INSTRUÇÕES:
Por favor, reescreva integralmente as linhas começando na primeira e terminando na que contém "pixel 168 343", ambas incluídas, deslocando cada coordenada das respostas ao somar 19 a cada número.

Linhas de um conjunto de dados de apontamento
╔══

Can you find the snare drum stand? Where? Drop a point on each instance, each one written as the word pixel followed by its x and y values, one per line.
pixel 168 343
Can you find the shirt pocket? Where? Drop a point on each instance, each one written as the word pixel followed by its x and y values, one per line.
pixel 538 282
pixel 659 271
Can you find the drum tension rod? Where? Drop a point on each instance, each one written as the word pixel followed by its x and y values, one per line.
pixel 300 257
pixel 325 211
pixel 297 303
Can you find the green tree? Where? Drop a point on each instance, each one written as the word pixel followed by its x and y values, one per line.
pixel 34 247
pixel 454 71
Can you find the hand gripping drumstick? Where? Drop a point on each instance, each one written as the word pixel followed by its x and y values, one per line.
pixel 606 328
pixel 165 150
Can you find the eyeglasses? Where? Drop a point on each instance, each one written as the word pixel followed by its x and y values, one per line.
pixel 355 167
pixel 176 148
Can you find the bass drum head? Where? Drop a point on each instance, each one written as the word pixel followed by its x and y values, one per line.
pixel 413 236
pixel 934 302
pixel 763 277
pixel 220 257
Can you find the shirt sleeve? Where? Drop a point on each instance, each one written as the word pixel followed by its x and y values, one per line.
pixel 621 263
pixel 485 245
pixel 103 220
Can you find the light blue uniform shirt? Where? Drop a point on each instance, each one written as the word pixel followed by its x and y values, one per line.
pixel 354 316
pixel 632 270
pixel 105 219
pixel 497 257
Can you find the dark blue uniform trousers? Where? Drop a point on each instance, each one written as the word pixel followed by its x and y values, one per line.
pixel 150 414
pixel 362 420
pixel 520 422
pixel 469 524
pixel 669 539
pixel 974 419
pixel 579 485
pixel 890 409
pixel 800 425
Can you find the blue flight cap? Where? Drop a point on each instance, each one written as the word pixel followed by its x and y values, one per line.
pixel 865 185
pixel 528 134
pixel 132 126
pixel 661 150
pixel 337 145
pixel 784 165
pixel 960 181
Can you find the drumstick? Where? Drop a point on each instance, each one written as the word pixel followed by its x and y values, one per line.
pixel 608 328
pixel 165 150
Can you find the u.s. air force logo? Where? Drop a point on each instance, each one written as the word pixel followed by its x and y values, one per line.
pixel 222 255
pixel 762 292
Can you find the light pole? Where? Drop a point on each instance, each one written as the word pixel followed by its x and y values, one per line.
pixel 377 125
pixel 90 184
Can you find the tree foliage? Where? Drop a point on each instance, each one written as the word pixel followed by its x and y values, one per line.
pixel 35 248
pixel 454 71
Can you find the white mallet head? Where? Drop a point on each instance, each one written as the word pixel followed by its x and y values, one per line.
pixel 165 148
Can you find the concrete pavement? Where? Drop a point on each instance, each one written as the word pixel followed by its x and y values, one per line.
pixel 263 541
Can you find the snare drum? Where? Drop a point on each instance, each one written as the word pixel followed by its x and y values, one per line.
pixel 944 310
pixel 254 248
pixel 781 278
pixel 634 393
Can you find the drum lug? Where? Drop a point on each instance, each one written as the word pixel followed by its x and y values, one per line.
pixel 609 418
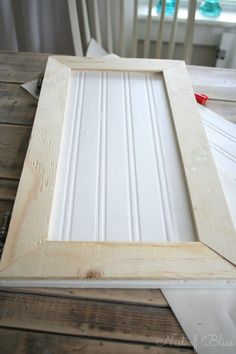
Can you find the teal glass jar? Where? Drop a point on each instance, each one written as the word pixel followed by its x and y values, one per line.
pixel 170 7
pixel 210 8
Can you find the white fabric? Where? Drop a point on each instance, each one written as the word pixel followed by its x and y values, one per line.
pixel 35 25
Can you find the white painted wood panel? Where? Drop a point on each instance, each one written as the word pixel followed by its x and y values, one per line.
pixel 119 175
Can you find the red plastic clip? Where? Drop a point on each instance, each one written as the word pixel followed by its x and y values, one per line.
pixel 201 98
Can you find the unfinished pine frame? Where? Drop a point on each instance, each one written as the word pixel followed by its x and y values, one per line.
pixel 30 258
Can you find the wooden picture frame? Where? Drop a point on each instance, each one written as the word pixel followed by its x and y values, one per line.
pixel 30 258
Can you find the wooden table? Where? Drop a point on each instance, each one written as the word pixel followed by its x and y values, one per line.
pixel 80 320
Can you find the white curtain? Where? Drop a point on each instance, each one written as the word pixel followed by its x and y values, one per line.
pixel 35 25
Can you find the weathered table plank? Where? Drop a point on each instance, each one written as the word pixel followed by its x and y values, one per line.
pixel 21 67
pixel 124 319
pixel 14 143
pixel 151 297
pixel 93 318
pixel 24 342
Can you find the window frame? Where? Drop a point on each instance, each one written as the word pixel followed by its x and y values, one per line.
pixel 30 259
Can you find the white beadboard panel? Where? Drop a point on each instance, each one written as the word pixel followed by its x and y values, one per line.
pixel 119 174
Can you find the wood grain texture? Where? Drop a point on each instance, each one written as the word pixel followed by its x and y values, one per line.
pixel 217 83
pixel 8 189
pixel 5 206
pixel 25 342
pixel 13 147
pixel 213 223
pixel 90 317
pixel 38 177
pixel 104 265
pixel 21 67
pixel 17 106
pixel 117 265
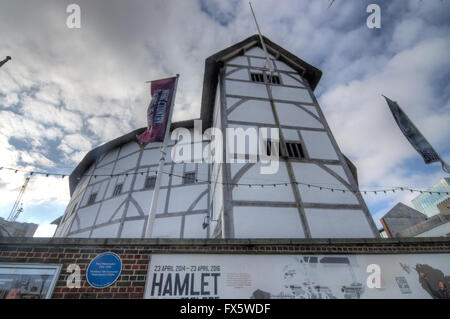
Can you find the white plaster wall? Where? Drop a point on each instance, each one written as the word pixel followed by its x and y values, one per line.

╚══

RESULTADO DA TAREFA:
Can you find the snare drum stand? Where? Drop a point on each instance, each one written as the word pixel followed by its x and y values, one per line.
pixel 187 362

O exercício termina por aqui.